Raw records
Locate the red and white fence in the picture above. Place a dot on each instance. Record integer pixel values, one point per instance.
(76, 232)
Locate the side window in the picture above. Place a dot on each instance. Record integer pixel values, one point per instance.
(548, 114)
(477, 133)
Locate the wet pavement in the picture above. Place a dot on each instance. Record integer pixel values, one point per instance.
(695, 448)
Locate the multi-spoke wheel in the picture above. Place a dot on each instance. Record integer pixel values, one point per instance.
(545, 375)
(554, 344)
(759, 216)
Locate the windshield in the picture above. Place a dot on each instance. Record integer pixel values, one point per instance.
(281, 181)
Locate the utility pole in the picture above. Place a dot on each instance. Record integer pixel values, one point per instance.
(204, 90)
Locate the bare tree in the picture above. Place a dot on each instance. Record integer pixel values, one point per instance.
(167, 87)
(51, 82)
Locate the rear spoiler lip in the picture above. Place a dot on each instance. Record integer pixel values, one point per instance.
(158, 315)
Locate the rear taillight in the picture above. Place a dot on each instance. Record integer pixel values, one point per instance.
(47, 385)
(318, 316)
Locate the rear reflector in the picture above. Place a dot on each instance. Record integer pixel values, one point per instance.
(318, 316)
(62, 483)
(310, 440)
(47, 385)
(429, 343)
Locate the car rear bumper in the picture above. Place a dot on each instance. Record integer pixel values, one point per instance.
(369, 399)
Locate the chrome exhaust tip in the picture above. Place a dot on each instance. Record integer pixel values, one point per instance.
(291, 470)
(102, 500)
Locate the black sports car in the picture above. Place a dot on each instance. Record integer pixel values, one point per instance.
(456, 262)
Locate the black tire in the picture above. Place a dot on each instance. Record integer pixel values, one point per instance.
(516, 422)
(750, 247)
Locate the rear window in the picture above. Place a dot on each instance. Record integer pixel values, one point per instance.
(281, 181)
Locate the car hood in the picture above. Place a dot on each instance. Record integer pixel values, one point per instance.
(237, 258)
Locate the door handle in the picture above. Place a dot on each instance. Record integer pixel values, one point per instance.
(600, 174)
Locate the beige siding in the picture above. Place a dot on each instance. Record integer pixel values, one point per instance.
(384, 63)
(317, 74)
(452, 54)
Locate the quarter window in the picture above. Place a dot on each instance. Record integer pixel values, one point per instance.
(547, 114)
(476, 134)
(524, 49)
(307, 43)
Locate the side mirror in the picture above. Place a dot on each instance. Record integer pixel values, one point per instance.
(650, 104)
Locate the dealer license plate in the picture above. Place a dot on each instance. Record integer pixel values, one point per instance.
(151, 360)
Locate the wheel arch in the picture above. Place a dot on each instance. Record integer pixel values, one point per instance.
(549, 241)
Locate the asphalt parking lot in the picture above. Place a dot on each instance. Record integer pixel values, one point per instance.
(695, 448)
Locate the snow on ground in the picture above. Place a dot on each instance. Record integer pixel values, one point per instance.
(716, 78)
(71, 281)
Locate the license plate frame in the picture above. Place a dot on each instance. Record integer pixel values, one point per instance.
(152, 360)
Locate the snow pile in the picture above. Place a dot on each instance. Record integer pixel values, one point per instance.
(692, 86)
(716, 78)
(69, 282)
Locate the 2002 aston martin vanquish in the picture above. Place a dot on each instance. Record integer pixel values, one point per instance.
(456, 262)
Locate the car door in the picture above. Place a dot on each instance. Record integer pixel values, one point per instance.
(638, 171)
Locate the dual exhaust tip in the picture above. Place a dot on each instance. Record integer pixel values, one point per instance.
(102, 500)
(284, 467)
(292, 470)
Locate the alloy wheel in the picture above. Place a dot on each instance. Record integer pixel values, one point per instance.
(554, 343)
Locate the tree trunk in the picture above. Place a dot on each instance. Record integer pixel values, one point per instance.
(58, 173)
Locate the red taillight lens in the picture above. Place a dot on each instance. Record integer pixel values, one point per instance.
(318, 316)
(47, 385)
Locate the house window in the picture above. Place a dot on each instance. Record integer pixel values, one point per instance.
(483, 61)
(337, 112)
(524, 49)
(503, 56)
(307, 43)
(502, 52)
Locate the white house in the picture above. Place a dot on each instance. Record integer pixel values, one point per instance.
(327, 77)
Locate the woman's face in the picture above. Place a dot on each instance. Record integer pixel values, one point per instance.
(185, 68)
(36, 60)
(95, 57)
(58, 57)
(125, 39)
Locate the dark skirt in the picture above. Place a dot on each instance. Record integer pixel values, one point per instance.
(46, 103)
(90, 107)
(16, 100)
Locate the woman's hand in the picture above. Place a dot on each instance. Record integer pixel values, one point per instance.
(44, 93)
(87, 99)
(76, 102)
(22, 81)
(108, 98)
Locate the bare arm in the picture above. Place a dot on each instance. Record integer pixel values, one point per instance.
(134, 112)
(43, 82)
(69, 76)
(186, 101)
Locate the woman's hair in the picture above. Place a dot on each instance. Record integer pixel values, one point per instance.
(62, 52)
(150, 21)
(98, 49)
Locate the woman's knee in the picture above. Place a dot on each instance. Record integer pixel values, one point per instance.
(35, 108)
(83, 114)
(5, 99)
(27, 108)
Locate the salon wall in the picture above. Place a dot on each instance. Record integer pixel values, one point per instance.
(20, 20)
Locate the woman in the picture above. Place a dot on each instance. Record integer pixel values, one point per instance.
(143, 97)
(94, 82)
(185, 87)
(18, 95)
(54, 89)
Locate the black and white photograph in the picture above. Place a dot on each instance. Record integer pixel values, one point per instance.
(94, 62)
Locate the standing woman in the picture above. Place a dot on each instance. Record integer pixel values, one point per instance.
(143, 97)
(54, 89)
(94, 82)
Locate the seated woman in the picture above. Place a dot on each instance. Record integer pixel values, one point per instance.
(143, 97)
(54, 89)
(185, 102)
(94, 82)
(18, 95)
==
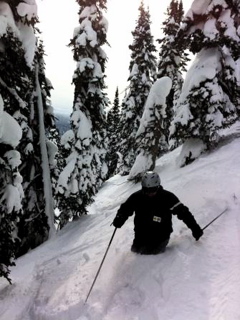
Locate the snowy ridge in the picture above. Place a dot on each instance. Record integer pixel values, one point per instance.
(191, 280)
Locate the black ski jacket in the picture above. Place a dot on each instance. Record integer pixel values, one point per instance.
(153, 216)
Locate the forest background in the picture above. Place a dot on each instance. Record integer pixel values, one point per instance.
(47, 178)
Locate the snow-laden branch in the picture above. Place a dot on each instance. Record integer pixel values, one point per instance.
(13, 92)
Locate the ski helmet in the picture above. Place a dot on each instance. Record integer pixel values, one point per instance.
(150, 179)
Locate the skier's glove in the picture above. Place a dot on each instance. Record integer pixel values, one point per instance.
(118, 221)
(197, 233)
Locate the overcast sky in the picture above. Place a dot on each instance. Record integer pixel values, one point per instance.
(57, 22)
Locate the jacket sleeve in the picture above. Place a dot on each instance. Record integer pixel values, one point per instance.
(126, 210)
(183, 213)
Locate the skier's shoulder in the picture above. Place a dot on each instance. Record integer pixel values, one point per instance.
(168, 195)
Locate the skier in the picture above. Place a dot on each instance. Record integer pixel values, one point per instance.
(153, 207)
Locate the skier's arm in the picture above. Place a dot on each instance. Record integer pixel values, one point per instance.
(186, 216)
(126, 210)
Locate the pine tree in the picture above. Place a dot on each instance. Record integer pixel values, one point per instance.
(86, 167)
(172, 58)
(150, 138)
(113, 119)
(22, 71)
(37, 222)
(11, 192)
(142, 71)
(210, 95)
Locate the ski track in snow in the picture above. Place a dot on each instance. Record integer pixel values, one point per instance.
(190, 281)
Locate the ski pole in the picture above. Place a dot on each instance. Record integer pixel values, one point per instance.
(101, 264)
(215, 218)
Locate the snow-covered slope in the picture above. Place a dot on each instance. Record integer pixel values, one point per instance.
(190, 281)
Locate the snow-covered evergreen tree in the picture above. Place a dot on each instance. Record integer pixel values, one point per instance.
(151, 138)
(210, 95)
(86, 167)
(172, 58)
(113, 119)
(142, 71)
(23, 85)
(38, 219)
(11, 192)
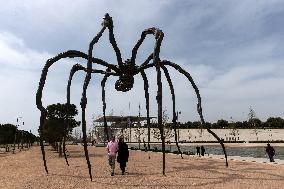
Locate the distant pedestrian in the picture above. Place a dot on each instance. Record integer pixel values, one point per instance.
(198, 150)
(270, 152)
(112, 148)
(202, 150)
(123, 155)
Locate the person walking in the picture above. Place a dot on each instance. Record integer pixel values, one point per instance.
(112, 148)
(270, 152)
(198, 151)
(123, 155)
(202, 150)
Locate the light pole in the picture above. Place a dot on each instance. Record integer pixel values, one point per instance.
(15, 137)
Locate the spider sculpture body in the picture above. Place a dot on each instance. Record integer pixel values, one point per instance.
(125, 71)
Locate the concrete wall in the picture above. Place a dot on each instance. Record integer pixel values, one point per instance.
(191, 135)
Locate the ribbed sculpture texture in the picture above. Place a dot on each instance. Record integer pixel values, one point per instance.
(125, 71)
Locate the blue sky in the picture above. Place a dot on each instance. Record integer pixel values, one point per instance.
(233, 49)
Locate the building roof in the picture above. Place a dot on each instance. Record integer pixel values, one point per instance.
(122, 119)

— TASK DESCRIPTION —
Count the lines in the rows above that contain the string "wheel", treating case as significant. Give only the number.

— SOLUTION FOR THIS PROBLEM —
3